[Given task 1] Quote the holster thread word for word, everything from "If you are new" down to "is Mikes butt)".

[Page excerpt]
▶
# What's the best holster for a fat guy



## Robertkernahan729 (Sep 17, 2009)

What's the best holster for a large person for there ccw


----------



## Baldy (Jun 21, 2006)

I use a Andrews IWB and a 1911 Commander. :smt1099http://www.andrewsleather.com/


----------



## Old Padawan (Mar 16, 2007)

Hard question. Fat doesn't come into play as much as the standard questions.
What Gun?
Where do you want to wear it? Belt, IWB (front of body, hip small of back) shoulder, ankle, pocket, off body?
There are two kinds of "fat" firm or fluffy (I am fluffy)

If you are new to this, one of the best balances of comfort, concealability, and access are holsters similar to the one Baldy recommended. IWB in the 3-5 o'clock position. I am a fan of the Galco Royal Guard and the new N3.

http://www.usgalco.com/HolsterPT3.asp?ProductID=883&CatalogID=7
http://www.usgalco.com/HolsterPT3.asp?ProductID=3796&CatalogID=7 (yes that is Mikes butt)


----------



## Mr.clean (Jul 30, 2009)

Pocket hoster IMO.


----------



## Mr.clean (Jul 30, 2009)

And how much do you weigh?


----------



## TOF (Sep 7, 2006)

Old Padawan said:


> Hard question. Fat doesn't come into play as much as the standard questions.
> What Gun?
> Where do you want to wear it? Belt, IWB (front of body, hip small of back) shoulder, ankle, pocket, off body?
> There are two kinds of "fat" firm or fluffy (I am fluffy)
> ...


Do you lose much rotational stability on drawing with the single belt loop of the N3?

My Summer Comfort (Galco) has performed quite well for my M&P's. I am not exactly small at 6' 2" and 260#.


----------



## Old Padawan (Mar 16, 2007)

The holster stays put pretty well during the draw. The loop works much better that the old J hook. Of course the J hook allowed easy on/off. 
It is a great holster and has replaced my Royal Guard. I like the steep cant.


----------



## TOF (Sep 7, 2006)

Old Padawan said:


> The holster stays put pretty well during the draw. The loop works much better that the old J hook. Of course the J hook allowed easy on/off.
> It is a great holster and has replaced my Royal Guard. I like the steep cant.


Bill,

I like the looks of the N3 a lot. It appears to have the same cant as the Summer Comfort but provides leather between the sights and skin. I traded for an M&P45 a few weeks back which is a little longer than my 40 so sticks out the bottom and I plan on changing the rear sight to one that is a bit sharper edged than the original. My Grandson will be able to get a CWP before long and will be able to use my old holster with his M&P9 so why not switch.
◀
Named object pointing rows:
▶
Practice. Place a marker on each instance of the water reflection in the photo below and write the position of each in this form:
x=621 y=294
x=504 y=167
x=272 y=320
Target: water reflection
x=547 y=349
◀
[Given task 2] Please write out all the rows above again, replacing "water reflection" with "puddle reflection" and leaving everything else unchanged.

[Solution 1]
If you are new to this, one of the best balances of comfort, concealability, and access are holsters similar to the one Baldy recommended. IWB in the 3-5 o'clock position. I am a fan of the Galco Royal Guard and the new N3.

http://www.usgalco.com/HolsterPT3.asp?ProductID=883&CatalogID=7
http://www.usgalco.com/HolsterPT3.asp?ProductID=3796&CatalogID=7 (yes that is Mikes butt)

[Solution 2]
Practice. Place a marker on each instance of the puddle reflection in the photo below and write the position of each in this form:
x=621 y=294
x=504 y=167
x=272 y=320
Target: puddle reflection
x=547 y=349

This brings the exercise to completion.